▶ [Given passage]
Some in medicine would like to see such race-conscious bias mandated on an institutional level, particularly in regards to Covid-19, which has killed black, Hispanic, and Native American people at three times the rate as whites. These discrepancies are likely due to an array of factors, including income, housing, work, language, pre-existing conditions, access to health care, and, yes, possibly some degree of racism.

But some politicians and public health officials decided the remedy was to distribute vaccines by race.

In April, Vermont’s Republican Governor Phill Scott announced that any resident over age 16 who identified as a black, indigenous, or a person of color would be eligible for the vaccine before white people, a decision that, according to some legal scholars, likely violated federal law. The CDC itself considered recommending that states prioritize essential workers over the elderly despite the fact that the number one risk factor for dying from Covid is age. The idea had plenty of supporters. Harold Schmidt, a professor of medical ethics and health policy at the University of Pennsylvania, told the New York Times, “Older populations are whiter. Society is structured in a way that enables them to live longer. Instead of giving additional health benefits to those who already had more of them, we can start to level the playing field a bit.”

▶ [Action item] Can you write out the passage on race-based Covid-19 vaccine distribution word for word, in full?

▶ [Collected data]
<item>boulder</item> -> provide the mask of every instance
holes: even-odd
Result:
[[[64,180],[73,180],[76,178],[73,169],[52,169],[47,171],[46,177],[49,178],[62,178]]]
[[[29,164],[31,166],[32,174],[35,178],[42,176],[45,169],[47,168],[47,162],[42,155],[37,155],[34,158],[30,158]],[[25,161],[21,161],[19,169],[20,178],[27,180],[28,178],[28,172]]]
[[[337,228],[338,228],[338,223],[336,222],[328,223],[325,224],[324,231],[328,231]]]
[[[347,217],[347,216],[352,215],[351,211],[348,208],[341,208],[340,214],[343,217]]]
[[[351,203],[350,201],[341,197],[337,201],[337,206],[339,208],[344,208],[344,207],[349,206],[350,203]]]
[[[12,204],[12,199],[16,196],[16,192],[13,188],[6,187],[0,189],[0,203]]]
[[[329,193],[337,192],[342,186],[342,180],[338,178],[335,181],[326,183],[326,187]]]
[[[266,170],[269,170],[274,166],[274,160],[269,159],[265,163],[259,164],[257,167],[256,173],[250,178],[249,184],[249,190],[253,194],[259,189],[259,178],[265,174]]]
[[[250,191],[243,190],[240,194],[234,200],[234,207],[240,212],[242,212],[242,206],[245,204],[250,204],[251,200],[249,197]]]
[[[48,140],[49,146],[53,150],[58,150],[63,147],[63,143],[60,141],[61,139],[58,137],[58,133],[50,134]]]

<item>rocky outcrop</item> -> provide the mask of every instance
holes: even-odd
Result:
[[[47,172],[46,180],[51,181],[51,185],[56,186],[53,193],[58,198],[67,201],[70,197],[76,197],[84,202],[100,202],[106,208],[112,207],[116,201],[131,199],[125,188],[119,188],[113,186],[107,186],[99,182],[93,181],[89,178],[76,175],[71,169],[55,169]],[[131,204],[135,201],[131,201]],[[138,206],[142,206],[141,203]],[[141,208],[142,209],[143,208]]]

▶ [Expected answer]
Some in medicine would like to see such race-conscious bias mandated on an institutional level, particularly in regards to Covid-19, which has killed black, Hispanic, and Native American people at three times the rate as whites. These discrepancies are likely due to an array of factors, including income, housing, work, language, pre-existing conditions, access to health care, and, yes, possibly some degree of racism.

But some politicians and public health officials decided the remedy was to distribute vaccines by race.

In April, Vermont’s Republican Governor Phill Scott announced that any resident over age 16 who identified as a black, indigenous, or a person of color would be eligible for the vaccine before white people, a decision that, according to some legal scholars, likely violated federal law. The CDC itself considered recommending that states prioritize essential workers over the elderly despite the fact that the number one risk factor for dying from Covid is age. The idea had plenty of supporters. Harold Schmidt, a professor of medical ethics and health policy at the University of Pennsylvania, told the New York Times, “Older populations are whiter. Society is structured in a way that enables them to live longer. Instead of giving additional health benefits to those who already had more of them, we can start to level the playing field a bit.”